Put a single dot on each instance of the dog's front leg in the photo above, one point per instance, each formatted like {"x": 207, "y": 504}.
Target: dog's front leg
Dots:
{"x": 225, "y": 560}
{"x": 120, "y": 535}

§

» **EXERCISE REQUIREMENTS**
Filter on the word "front": copy each matching line from the entries above.

» **TASK OUTPUT**
Put a single dot on each instance of the dog's front leg in the photo above, one point per instance, each formatted like {"x": 207, "y": 504}.
Target: dog's front leg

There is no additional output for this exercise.